- [EXERCISE INSTRUCTIONS]
A: Answer these questions using the text on AI and law.
(i) What share of the poll respondents are building their own solutions?
(ii) In which country did the writer seek venture capital?
(iii) Whose racket is named in the tennis comparison?
B: Print the stretch of the text on AI and law from "To start with, it" through "the first step.".
C: Summarize the text on AI and law in two sentences.

- [GIVEN TEXT]
|---|
AI & Law
The New Legal Frontier
73% AI adoption by 2024? That was Wolters Kluwer's conservative prediction back in 2023. My recent LinkedIn poll…

73% AI adoption by 2024? That was Wolters Kluwer's conservative prediction back in 2023. My recent LinkedIn poll, though based on a modest sample, suggests something far more radical: 92% are already using it daily. While these numbers do not represent the full legal market, they are a thermometer measuring the dizzying speed at which the profession is changing.
The numbers tell a fascinating story: 46% are navigating between ChatGPT and Claude as enthusiastic beginners. A savvy 36% have already made the quantum leap to specialized AI tools. And then there are the visionaries — that 9% who are building their own solutions and rewriting the rules of the game.
"AI will give you a competitive edge" — the favorite mantra of every legal tech conference. That is so 2022. Generic AI is already the minimum operating standard. It does not give you an advantage — not having it is choosing to become obsolete.
To start with, it is like tennis. Having Djokovic's racket does not make you a Grand Slam champion — you first have to learn how to play. In the same way, having access to ChatGPT does not make you more competitive on its own — you need to learn how to use it strategically. And that is only the first step.
Yes, ChatGPT, Claude, and Gemini will help you with the basics — the perennial summaries, contracts, and arguments. Fascinating, indeed, but it is an iterative dance: you ask, get answers, refine, repeat. Like riding a bicycle — you keep pedaling, but you cover distances that once seemed impossible.
My own entrepreneurial adventure in legal tech led me to seek venture capital in the United States. What I found was a revelation: the legal tech ecosystem there is an ocean of solutions — from document management to predictive ruling analysis. Contrasting this with Mexico to validate my project, the difference is stark: our market is practically untouched. It is a desert of opportunities waiting to be transformed, but also a fertile ground for those who dare to innovate.
Specialized tools are the real game-changer — they are your personalized legal superpowers. The technological arsenal is overwhelming: scrapers collecting information en masse from every imaginable public source, multimodal models simultaneously processing text, images, and audio, Large Language Models analyzing and understanding complex documents, Computer Vision detecting and classifying visual elements in seconds, embeddings connecting legal concepts like artificial synapses, RAG systems turning entire libraries into instant advisors, and autonomous agents orchestrating everything in perfect harmony.
Like LEGO pieces, each technology connects with the others, creating tailored solutions for any legal need you can imagine. If something does not work the way you expect, it is not a lack of capacity on the technology's part — it is a matter of fine-tuning the implementation.
|---|
Dataset entries:
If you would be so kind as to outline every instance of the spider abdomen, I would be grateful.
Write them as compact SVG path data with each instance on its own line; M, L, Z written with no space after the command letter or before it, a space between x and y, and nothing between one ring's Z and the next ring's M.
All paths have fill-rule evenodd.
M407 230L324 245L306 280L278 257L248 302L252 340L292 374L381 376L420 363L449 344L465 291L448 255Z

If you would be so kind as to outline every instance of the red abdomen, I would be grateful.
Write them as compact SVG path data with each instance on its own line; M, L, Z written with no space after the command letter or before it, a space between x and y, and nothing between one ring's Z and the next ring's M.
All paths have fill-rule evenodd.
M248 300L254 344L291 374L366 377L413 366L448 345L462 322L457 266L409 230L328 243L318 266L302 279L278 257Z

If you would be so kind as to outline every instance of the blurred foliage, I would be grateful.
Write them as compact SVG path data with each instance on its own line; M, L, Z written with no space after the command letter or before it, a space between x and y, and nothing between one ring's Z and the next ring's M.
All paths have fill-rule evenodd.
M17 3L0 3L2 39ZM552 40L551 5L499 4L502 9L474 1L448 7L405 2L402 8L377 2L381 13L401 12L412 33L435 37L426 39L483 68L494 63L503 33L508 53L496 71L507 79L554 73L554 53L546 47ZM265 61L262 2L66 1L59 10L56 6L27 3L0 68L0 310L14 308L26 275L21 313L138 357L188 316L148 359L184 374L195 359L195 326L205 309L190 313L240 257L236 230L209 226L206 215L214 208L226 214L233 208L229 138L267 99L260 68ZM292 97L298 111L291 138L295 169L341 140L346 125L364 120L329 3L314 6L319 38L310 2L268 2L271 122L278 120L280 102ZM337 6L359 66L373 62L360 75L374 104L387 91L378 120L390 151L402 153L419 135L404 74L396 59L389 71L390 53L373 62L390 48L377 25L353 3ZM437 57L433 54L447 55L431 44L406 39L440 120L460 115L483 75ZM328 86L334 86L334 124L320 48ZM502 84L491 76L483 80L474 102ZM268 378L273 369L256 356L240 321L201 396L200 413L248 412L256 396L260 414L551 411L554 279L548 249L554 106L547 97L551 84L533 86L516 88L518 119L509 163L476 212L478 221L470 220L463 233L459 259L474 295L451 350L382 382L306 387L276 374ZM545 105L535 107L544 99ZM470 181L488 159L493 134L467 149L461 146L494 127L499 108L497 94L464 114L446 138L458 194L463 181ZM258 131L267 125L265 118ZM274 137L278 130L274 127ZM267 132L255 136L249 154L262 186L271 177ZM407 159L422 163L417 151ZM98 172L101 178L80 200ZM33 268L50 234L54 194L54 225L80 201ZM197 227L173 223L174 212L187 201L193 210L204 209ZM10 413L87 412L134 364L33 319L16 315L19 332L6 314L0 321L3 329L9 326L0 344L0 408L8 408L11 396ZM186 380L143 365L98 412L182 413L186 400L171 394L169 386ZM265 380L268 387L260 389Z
|---|
- [ANSWERS TO EACH TASK]
A:
(i) 9%
(ii) The United States
(iii) Djokovic's

B:
To start with, it is like tennis. Having Djokovic's racket does not make you a Grand Slam champion — you first have to learn how to play. In the same way, having access to ChatGPT does not make you more competitive on its own — you need to learn how to use it strategically. And that is only the first step.

C: A small LinkedIn poll suggests that 92% of respondents already use AI daily, with 46% using ChatGPT and Claude, 36% using specialized tools, and 9% building their own solutions. Generic AI is now the minimum operating standard rather than an advantage, and the real game-changer is specialized tools that combine technologies such as Large Language Models, RAG systems, and autonomous agents into tailored legal solutions.